> **Material supplied**
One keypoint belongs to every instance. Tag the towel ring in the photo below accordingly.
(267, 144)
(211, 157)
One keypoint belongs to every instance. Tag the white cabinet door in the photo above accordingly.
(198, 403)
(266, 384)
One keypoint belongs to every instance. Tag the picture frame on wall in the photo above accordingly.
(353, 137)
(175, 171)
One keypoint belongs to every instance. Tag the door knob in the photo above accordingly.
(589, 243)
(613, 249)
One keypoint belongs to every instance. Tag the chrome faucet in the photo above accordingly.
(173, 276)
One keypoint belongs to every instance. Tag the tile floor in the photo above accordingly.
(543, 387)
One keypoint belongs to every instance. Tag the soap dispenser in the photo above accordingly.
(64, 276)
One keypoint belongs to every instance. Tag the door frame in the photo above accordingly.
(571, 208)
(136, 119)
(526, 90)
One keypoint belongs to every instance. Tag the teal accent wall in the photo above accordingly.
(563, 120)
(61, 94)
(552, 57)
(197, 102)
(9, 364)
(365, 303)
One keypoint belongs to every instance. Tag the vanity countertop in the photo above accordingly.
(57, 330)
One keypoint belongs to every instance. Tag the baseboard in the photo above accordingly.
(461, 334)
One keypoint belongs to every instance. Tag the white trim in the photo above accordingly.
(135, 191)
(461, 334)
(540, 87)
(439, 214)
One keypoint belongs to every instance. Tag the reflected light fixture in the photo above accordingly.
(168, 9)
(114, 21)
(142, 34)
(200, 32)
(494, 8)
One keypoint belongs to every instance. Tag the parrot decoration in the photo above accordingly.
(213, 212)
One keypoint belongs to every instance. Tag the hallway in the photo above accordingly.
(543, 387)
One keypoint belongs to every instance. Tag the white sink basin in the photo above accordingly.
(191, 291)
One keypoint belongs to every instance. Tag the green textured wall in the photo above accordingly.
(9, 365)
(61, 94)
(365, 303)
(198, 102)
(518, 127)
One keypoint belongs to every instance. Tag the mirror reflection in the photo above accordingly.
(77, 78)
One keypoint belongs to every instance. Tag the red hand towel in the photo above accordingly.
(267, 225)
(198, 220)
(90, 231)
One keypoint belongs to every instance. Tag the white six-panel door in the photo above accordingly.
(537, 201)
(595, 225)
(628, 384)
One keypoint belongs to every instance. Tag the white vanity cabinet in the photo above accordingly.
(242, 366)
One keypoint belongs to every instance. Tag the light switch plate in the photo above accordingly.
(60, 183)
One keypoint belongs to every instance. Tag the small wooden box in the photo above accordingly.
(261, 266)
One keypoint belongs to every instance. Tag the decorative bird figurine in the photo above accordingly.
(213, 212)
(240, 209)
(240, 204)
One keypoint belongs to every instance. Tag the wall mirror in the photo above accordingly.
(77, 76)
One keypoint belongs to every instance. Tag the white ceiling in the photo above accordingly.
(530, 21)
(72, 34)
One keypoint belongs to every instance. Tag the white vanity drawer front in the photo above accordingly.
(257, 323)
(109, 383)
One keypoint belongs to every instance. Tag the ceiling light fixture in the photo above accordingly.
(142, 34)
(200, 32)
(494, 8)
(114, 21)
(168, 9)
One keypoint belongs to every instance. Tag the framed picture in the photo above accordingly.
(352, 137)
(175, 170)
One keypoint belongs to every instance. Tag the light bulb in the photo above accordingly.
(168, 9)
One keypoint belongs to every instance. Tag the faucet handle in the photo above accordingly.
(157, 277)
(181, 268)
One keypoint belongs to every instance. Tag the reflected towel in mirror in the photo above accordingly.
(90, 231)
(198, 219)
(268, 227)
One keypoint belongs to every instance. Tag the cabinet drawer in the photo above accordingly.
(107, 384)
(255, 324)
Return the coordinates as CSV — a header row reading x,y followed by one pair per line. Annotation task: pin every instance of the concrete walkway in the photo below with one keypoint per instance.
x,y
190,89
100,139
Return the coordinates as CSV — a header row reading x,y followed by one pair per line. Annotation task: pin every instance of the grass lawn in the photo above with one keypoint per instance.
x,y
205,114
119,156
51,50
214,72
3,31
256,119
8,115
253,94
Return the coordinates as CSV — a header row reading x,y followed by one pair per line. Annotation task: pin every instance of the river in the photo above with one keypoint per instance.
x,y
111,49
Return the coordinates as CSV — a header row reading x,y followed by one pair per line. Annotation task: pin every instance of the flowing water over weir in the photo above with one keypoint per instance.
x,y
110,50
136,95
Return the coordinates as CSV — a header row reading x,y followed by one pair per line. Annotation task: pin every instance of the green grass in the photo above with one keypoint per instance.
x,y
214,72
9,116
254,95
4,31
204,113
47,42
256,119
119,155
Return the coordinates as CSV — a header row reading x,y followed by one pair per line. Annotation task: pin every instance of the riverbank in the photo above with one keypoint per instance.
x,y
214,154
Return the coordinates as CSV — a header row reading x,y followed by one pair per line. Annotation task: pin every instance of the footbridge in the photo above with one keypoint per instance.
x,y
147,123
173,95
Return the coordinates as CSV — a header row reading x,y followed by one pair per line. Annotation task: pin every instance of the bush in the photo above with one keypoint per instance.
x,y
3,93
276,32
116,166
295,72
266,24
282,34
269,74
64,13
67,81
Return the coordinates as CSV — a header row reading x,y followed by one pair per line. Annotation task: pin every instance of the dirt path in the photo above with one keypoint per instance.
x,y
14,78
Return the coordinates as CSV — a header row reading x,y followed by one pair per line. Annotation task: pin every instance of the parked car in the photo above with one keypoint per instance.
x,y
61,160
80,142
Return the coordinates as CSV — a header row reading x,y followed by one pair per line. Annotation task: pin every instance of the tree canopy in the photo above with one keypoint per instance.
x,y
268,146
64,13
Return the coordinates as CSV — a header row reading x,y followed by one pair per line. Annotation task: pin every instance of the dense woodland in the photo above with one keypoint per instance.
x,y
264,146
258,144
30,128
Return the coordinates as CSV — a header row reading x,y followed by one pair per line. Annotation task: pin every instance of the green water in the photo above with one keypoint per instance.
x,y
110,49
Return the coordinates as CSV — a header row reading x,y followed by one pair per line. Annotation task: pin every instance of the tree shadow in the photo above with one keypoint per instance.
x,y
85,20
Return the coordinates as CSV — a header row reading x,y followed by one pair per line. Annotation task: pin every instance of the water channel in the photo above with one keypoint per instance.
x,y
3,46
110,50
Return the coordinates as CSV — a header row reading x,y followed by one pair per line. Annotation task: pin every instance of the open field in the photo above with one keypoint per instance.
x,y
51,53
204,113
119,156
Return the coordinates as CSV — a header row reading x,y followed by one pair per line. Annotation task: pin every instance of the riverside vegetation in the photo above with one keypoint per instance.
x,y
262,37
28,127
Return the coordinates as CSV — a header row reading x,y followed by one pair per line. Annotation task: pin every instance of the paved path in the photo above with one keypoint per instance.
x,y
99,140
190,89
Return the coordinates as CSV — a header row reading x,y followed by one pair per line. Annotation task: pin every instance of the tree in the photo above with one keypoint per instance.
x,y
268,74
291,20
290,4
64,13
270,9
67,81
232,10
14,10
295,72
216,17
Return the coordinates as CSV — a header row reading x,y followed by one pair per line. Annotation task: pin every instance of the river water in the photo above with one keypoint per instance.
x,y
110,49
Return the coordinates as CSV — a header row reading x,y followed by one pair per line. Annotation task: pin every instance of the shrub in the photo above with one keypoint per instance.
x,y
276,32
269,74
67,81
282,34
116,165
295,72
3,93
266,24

> **Aim**
Turn the lines of the listing above, from the line containing "the river water" through the final line of the listing, into a numbered list, leaving out any blank lines.

> **Exercise solution**
1. Return the coordinates as CSV — a header row reading x,y followed by one pair per line. Annotation task: pin every instance of the river water in the photo above with one keypoint per instance.
2. x,y
3. 110,49
4. Return the coordinates as CSV — a header row reading x,y followed by one pair per line. Annotation task: pin every instance of the shrub in the photo above with one keypoint per instance.
5. x,y
6. 276,32
7. 269,74
8. 67,81
9. 282,34
10. 116,165
11. 295,72
12. 3,93
13. 266,24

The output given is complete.